EXCERPT TO READ ▸
I am new to Azure Data Lakes. Currently I am using ADLS Gen2. I have configured pipelines for single source data sets to destination data sets. This is working fine. Then I configured the pipeline for uploading / ingesting whole database from on-prem to ADLS gen2.
Here is the process: Factory studio -> Ingest -> Built-in copy task -> sql server as Data store and configured runtime -> Select All tables (Existing tables) -> and so on.
Then from pipelines when I trigger this activity, it successfully uploads all tables to containers in separate files(based on source table names)
Then when I update data in one of the tables in sources it successfully updates the data in destination file.
But the problem is when I add new table in database and then triggers the activity, this new table is not uploaded. Is there a way to update source data set to include this new table?
I have seen all the properties of source data set and activity in pipeline. Also searched for the solution, but stuck in this scenario.
To dynamically get list of all tables and copy it to your datalake storage account, you can use the following procedure:
I have used a script activity on my azure SQL database (for demonstration) to get the list of tables in my database using the following query as suggested by @Scott Mildenberger:
SELECT TABLE_SCHEMA,TABLE_NAME FROM INFORMATION_SCHEMA.TABLES WHERE TABLE_TYPE='BASE TABLE'
Now in for each
loop, Use items value as the output rows of above script activity i.e., @activity('get tables').output.resultSets[0].rows
. Inside for each loop, use a copy activity, where source is your database and destination is ADLS sink.
I have created 2 parameters for sink destination called schema
and table
and used them as shown below:
schema: @item().TABLE_SCHEMA
table: @item().TABLE_NAME
schema
and table
and I have used it to create file name dynamically as @{dataset().schema}@{dataset().table}.csv
.

[Rows from a dataset]
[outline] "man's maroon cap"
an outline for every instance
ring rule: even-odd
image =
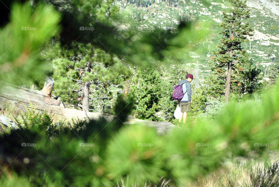
[[[193,78],[193,75],[192,75],[192,74],[189,74],[189,74],[187,74],[187,75],[186,75],[186,77],[189,77],[189,78],[191,78],[192,79],[194,79],[194,78]]]

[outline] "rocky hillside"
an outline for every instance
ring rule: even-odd
[[[131,10],[130,15],[140,23],[139,31],[154,28],[173,29],[183,19],[202,20],[210,24],[210,27],[196,28],[208,30],[211,34],[196,46],[196,51],[191,55],[194,58],[188,60],[187,64],[193,74],[198,71],[200,80],[208,76],[210,71],[208,60],[212,55],[220,37],[217,25],[221,21],[222,12],[228,8],[224,1],[118,0],[115,3],[122,11]],[[279,62],[279,0],[248,0],[247,3],[251,13],[248,21],[255,34],[250,39],[251,42],[244,45],[255,64],[266,77],[272,63]]]

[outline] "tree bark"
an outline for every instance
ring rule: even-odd
[[[84,83],[83,96],[82,99],[82,110],[89,111],[89,88],[90,85],[88,82]]]
[[[51,77],[48,76],[46,78],[44,87],[41,91],[46,96],[50,97],[51,96],[51,92],[54,85],[54,80]]]
[[[235,21],[235,15],[233,15],[234,21],[232,26],[232,34],[231,37],[233,39],[235,37],[235,26],[234,24]],[[233,50],[231,48],[230,51],[230,56],[232,60],[229,62],[228,67],[228,74],[227,75],[227,82],[226,83],[226,91],[225,94],[225,102],[228,102],[230,99],[230,81],[232,77],[232,68],[233,66]]]
[[[229,101],[230,98],[230,81],[232,76],[231,63],[230,62],[228,68],[228,74],[227,75],[227,82],[226,83],[226,92],[225,94],[225,102]]]
[[[90,66],[91,64],[89,61],[86,63],[86,68],[85,70],[86,71],[90,72]],[[86,112],[89,111],[89,89],[90,84],[87,82],[84,83],[83,87],[83,95],[82,98],[82,110]]]

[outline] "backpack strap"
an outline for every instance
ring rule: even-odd
[[[181,84],[181,86],[182,86],[182,85],[183,85],[184,84],[185,84],[185,83],[186,83],[186,82],[184,82],[184,83],[183,83],[183,84]],[[180,85],[179,85],[179,86],[180,86]],[[182,87],[182,90],[183,90],[183,87]],[[186,89],[186,91],[185,91],[185,92],[184,93],[184,94],[185,94],[185,93],[186,93],[186,92],[187,92],[187,89]],[[183,97],[184,97],[184,95],[183,95]],[[182,99],[183,99],[183,98],[182,98],[181,99],[180,99],[180,100],[178,101],[178,104],[179,104],[179,102],[180,101],[181,101],[181,100],[182,100]]]

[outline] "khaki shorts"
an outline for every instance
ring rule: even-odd
[[[180,111],[181,112],[187,112],[191,111],[191,103],[180,103]]]

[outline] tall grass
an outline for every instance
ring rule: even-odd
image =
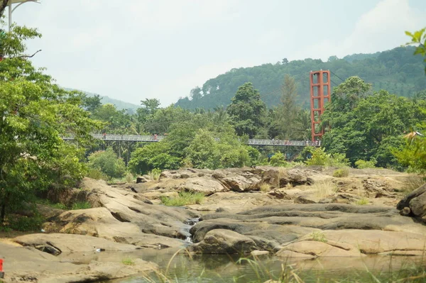
[[[180,192],[178,196],[161,196],[161,202],[168,206],[183,206],[190,204],[200,204],[204,194],[199,192]]]
[[[160,169],[155,168],[150,171],[148,174],[152,179],[158,181],[160,179],[160,176],[161,175],[161,170]]]
[[[329,180],[317,181],[312,186],[315,192],[315,196],[323,199],[337,191],[337,186],[334,182]]]
[[[320,239],[320,241],[324,241]],[[364,265],[364,270],[304,270],[297,267],[295,262],[276,260],[269,258],[260,259],[256,256],[241,257],[235,261],[229,257],[228,263],[218,267],[212,266],[211,256],[206,262],[198,268],[192,255],[179,254],[176,252],[168,264],[160,270],[144,274],[138,282],[149,283],[187,283],[187,282],[238,282],[238,283],[307,283],[307,282],[425,282],[426,267],[421,262],[407,261],[398,269],[392,268],[392,260],[389,268],[369,270]],[[207,257],[204,257],[207,258]],[[360,260],[361,259],[360,258]],[[338,263],[339,261],[337,261]],[[278,264],[276,264],[278,263]],[[320,264],[319,264],[320,265]],[[201,267],[201,268],[200,268]]]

REQUEST A ▸ Quote the stretch of the Azure Data Lake thread from "Then when I" through "this new table?".
REQUEST B ▸ In the Azure Data Lake thread, shorten the paragraph that begins "I am new to Azure Data Lakes" into a brief list that keeps its main facts.

WRITTEN SOLUTION A ▸
Then when I update data in one of the tables in sources it successfully updates the data in destination file.
But the problem is when I add new table in database and then triggers the activity, this new table is not uploaded. Is there a way to update source data set to include this new table?

WRITTEN SOLUTION B ▸
- New to Azure Data Lakes and currently using ADLS Gen2.
- Pipelines from single source data sets to destination data sets are set up and working fine.
- A pipeline was then set up to upload the whole on-prem database to ADLS Gen2.